Some records

━━━━━━

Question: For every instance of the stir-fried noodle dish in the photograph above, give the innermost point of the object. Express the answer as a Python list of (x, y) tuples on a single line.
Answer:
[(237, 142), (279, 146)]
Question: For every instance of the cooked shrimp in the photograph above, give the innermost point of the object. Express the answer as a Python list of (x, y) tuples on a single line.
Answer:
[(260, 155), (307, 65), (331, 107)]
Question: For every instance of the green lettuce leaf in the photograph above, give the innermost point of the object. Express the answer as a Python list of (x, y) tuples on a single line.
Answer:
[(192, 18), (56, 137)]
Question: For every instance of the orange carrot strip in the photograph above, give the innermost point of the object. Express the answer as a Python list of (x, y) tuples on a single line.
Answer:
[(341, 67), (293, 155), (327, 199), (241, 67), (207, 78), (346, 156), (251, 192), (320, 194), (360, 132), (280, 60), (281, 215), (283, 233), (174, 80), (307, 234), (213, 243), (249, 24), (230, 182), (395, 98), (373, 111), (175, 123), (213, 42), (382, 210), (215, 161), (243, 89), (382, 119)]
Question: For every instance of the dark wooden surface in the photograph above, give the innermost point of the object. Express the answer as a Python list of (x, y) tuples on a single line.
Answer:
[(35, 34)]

━━━━━━

_What is being asked_.
Retype, without any changes, the lines starting at the one that contains "Question: For every instance of the cooked" and ending with the last line of the items.

_Response_.
Question: For every instance of the cooked shrimp in the photograph above, give the innermost point of the object. Express the answer as a Python list of (x, y) tuples on a single line.
Answer:
[(260, 155), (307, 65), (331, 107)]
Question: For every instance of the green lettuce leaf in the photograph above, give the innermost point of the object. Express the answer as a Python list of (x, y) tuples on a single line.
Answer:
[(192, 18), (56, 137)]
Question: For every instance of the orange carrot strip in the photograph above, give the innermost point of the object. Express the answer as a Python list of (x, y) tuples on a single line.
Answer:
[(341, 67), (293, 155), (327, 199), (241, 67), (207, 78), (346, 156), (251, 192), (320, 194), (360, 132), (280, 60), (281, 215), (283, 233), (174, 80), (307, 234), (213, 243), (249, 24), (230, 182), (395, 98), (373, 111), (175, 123), (213, 42), (382, 210), (215, 161), (243, 89), (382, 119)]
Question: For every instance of the dark wooden surface in the photograph above, give the innermost point of the object. Express the answer as a Python list of (x, y) tuples on a single line.
Answer:
[(35, 34)]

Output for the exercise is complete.